**GIVEN RECORDS**

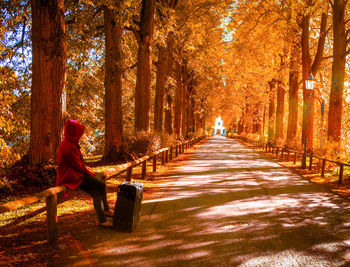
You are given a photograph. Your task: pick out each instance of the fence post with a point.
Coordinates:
(323, 167)
(51, 217)
(128, 174)
(154, 163)
(144, 169)
(341, 173)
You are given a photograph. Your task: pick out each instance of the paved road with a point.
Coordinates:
(228, 206)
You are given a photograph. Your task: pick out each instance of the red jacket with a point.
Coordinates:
(70, 164)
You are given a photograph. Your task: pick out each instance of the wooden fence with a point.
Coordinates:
(50, 195)
(288, 152)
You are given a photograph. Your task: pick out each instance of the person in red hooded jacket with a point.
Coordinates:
(73, 173)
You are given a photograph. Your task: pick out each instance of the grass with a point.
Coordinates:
(24, 230)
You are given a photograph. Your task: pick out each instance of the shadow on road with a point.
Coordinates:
(228, 206)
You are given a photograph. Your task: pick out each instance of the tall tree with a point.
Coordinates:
(113, 85)
(164, 64)
(178, 100)
(48, 79)
(293, 94)
(310, 67)
(338, 70)
(279, 111)
(144, 38)
(271, 113)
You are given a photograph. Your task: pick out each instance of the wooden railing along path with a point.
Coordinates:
(50, 195)
(287, 152)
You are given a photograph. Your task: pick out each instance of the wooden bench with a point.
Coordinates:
(50, 195)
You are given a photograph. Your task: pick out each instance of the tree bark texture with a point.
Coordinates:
(168, 122)
(306, 67)
(48, 79)
(178, 100)
(279, 111)
(184, 110)
(144, 66)
(271, 113)
(160, 88)
(338, 71)
(168, 112)
(113, 85)
(293, 96)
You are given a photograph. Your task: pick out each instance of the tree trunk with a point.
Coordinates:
(279, 112)
(168, 125)
(48, 79)
(144, 66)
(160, 88)
(178, 100)
(293, 96)
(306, 66)
(113, 86)
(338, 71)
(307, 69)
(271, 118)
(184, 110)
(192, 113)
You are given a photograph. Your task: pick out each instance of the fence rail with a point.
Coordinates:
(50, 195)
(284, 151)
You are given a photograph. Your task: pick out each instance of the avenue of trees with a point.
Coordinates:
(125, 68)
(167, 68)
(275, 46)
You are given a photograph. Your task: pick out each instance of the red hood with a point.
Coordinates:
(73, 131)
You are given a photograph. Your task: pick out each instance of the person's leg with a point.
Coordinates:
(97, 189)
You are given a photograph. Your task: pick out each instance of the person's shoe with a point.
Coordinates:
(109, 213)
(105, 225)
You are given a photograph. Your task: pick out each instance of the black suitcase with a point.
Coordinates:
(127, 210)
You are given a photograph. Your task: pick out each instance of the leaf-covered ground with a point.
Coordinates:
(23, 231)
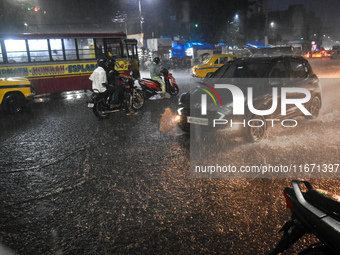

**GIVEN TASK**
Rewrite all of the material above, substituting "image" for every "photograph" and keeping everything else the same. Leave the pictures out of your answer.

**RESPONSE TO THIS EXERCISE**
You are given a image. Your task: pick out each instance of the fence post with a point.
Coordinates:
(323, 167)
(51, 217)
(128, 174)
(154, 163)
(144, 169)
(341, 173)
You are given a image. Your task: pick out each instance of the paved road with a point.
Coordinates:
(228, 206)
You are given a image. Your task: pick out each instance of the red jacket with a point.
Coordinates:
(70, 164)
You are given a image. Your task: pick out each instance of the wooden fence with a point.
Coordinates:
(50, 195)
(288, 152)
You are given a image. Your task: pick out each instance of the person in red hooded jacket with a point.
Coordinates:
(73, 173)
You are given a image. Your task: pick out each instance of the grass with a point.
Coordinates:
(24, 230)
You are given a image. Your task: pick out each instance of the shadow on road with a point.
Coordinates:
(228, 206)
You are given a image. Your task: pick out each instance of the tall tree with a point.
Coordinates:
(113, 85)
(164, 64)
(178, 100)
(48, 79)
(293, 94)
(310, 67)
(338, 70)
(279, 111)
(144, 38)
(271, 113)
You are given a image. Your task: pick out each instance of the wooden railing along path with a point.
Coordinates:
(50, 195)
(287, 152)
You are given a image. Your task: pick out each instance of the wooden bench with a point.
Coordinates:
(50, 195)
You are given a image. Your task: pick out each instance of the tree bark texture with a point.
Coordinates:
(168, 122)
(306, 67)
(48, 79)
(178, 100)
(279, 111)
(184, 110)
(144, 66)
(271, 113)
(160, 88)
(338, 71)
(168, 112)
(113, 85)
(293, 96)
You are given a image. Your task: pick out each instance of the tree trunk with a point.
Coordinates:
(279, 112)
(168, 125)
(48, 79)
(144, 66)
(160, 88)
(178, 100)
(293, 96)
(306, 66)
(113, 86)
(338, 71)
(307, 69)
(271, 118)
(184, 110)
(192, 113)
You are given a image. Your task: pick out each instance of the fence rail with a point.
Coordinates:
(50, 195)
(284, 151)
You are given a image. Your task: pick out each instance of the avenue of trees with a point.
Coordinates:
(125, 68)
(167, 68)
(275, 46)
You are given a image. Your task: pick out each instance of the red hood with a point.
Coordinates:
(73, 131)
You are given a image. Your task: pick out each instance of the person's leg with a point.
Coordinates:
(97, 189)
You are given a image. Your task: pick out each instance of the person's shoe with a point.
Coordinates:
(109, 213)
(105, 225)
You are given a image. Your task: pick out each instance of the black suitcase with a point.
Coordinates:
(127, 210)
You are given a image. Your task: pick out each instance of the leaf-covered ground with a point.
Coordinates:
(23, 231)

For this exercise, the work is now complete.